_Quoted passage_
------------------------------
The Summit TimesTHE SUMMIT TIMES


Vol. 9, Issue No. 28/2002

Some Good in the World: A Life of Purpose
foreword by James A. Michener
University Press of Colorado
Ed Piszek: A Life of Purpose
by John Radzilowski

As anyone who has wandered through one of those mega-bookstores can tell you, there are lot of books to read. Not nearly as many of them, however, are worth the time it would take to read. More rarely means better.

Every so often, though, you come across a book whose title is not very sexy, whose dust jacket is not very expensive, and you find a gem that puts a lot of the heavily marketed best sellers to shame. The autobiography of Edward Piszek is such a book.

I knew a little about Piszek. He founded Mrs. Paul's and when I was a kid we always bought Mrs. Paul's fish sticks because it was owned by a Polish guy. Growing up in a town where being Polish made you very unpopular, eating Mrs. Paul's was an act of patriotism. Other than that, I knew very little.

I never knew how Piszek and a partner created the business with a thousand dollars when the idea of frozen fish seemed downright alien to most Americans. Or how Mrs. Paul's was an innovator in marketing, pioneering techniques that are today commonplace.

Nor did I know that Piszek had relatively little interest in his Polish heritage until an African American representing CARE walked into his office asking for a donation for ambulances for Poland. And I did not know how this man first sparked Piszek's interest in Polish history and culture.

I never knew how Piszek was on the front lines of battling tuberculosis in Poland. In the 1950s and 1960s, TB ravaged Poland. Piszek bought a whole fleet of mobile x-ray machines, funded treatment centers, and battled the communist bureaucracy to see it through. Within a decade, TB was almost gone from Poland. Years later, while touring hospital in Krakow with a delegation of Westerners, the young intern, unaware of Piszek's work, pointed out the hospital's disused TB ward. When asked if TB was still a problem in Poland, the intern said no, but that it had been. "The story is that an American came over and cured it, said the intern. An American doctor?" - asked one of the visitors.
------------------------------
_Listed records_
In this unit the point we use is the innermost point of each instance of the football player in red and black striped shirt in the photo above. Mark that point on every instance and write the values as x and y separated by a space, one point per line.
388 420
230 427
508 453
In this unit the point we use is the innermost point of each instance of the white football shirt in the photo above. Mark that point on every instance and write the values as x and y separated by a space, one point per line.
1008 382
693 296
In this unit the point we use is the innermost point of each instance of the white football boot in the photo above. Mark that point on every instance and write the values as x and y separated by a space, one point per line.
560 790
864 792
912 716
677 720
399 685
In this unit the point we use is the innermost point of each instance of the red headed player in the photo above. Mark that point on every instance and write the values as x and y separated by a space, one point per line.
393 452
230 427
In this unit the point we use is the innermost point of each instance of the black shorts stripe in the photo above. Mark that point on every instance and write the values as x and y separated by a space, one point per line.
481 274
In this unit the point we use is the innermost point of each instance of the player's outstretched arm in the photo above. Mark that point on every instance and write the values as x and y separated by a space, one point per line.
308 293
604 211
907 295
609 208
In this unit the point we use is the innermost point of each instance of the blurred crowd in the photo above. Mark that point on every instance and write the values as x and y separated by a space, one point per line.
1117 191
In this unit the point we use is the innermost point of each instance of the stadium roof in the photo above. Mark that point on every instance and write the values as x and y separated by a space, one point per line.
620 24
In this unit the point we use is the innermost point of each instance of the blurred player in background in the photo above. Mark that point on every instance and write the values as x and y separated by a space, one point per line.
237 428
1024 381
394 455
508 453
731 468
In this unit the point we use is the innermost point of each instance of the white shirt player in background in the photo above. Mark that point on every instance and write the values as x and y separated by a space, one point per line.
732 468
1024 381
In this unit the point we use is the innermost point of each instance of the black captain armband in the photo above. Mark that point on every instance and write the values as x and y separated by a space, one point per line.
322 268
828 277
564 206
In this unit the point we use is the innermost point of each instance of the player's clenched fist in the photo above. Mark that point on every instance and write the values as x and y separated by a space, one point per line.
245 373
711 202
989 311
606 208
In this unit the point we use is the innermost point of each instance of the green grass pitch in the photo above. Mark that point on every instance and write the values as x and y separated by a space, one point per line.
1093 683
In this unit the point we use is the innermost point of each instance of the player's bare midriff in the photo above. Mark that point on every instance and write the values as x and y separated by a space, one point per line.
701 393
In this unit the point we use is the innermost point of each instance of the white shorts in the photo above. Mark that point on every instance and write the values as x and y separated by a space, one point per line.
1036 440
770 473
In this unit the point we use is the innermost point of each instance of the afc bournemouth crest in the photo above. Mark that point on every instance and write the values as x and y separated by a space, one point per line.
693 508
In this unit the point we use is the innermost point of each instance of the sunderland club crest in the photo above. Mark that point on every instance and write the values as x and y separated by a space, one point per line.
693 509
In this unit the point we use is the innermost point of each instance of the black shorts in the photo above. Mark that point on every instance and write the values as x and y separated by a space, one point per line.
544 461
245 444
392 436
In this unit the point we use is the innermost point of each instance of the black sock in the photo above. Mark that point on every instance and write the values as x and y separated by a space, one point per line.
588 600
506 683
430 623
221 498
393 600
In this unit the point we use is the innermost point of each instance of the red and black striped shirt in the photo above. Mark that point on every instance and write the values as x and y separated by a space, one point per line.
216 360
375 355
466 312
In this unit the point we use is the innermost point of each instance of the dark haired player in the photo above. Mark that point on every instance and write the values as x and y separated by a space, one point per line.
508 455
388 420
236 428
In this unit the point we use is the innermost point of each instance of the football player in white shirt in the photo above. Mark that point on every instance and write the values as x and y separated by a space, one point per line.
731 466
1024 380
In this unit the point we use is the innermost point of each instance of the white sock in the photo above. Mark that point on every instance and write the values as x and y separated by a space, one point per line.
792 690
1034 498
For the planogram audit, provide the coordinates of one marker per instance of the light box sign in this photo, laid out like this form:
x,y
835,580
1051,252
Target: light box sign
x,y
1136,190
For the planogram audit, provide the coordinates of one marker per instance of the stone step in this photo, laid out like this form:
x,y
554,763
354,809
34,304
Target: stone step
------------------------------
_Problems to solve_
A: Answer these questions from the review of Ed Piszek's autobiography:
(i) With how much money did Piszek and a partner create the business?
(ii) Who walked into Piszek's office asking for a donation for ambulances for Poland?
(iii) What did Piszek buy a whole fleet of to battle tuberculosis in Poland?
B: Extend the review of Ed Piszek's autobiography, picking up after its last sentence.
The entries are separate material and are not part of the review of Ed Piszek's autobiography.

_Answers_
A:
(i) A thousand dollars.
(ii) An African American representing CARE.
(iii) Mobile x-ray machines.

B:
I don't know, said the intern. "It was an American, that I do know. But it was a long time ago. Now TB is hardly something we think about."

Piszek was also responsible for "Project Pole," a national advertising campaign in the 1970s designed to change the public image of Poles and Polish Americans and battle the anti-Polish stereotypes rampant in the media. It was Piszek who convinced his friend James Michener to write the novel Poland, which became one of Michener's most popular works, introducing Poland to a world-wide audience. And it was Piszek who saved Tadeusz Kosciuszko's house in Philadelphia and donated it to the National Park Service.

Maybe I never knew about this because Ed Piszek so rarely blew his own horn. Maybe that is why so few in Poland or in Polonia know about him. Like so many Polish Americans he went about his business, worked hard, and tried to help people without a lot of fanfare. He made his money honestly, didn't cook the books, or engage in insider trading.

Wečre bombarded with stories that are supposed to be inspiring, and it is easy to get jaded about such "inspiration."

But Ed Piszek's story is inspiring. And it is full of insights how Polish Americans have had to hide their identity to become success; about the nature of communism in Poland; about what success ought to mean.

Piszek's story is one that all Polish Americans should read. Buy this book, give it to a friend and learn about the most famous Polish American you've never heard of.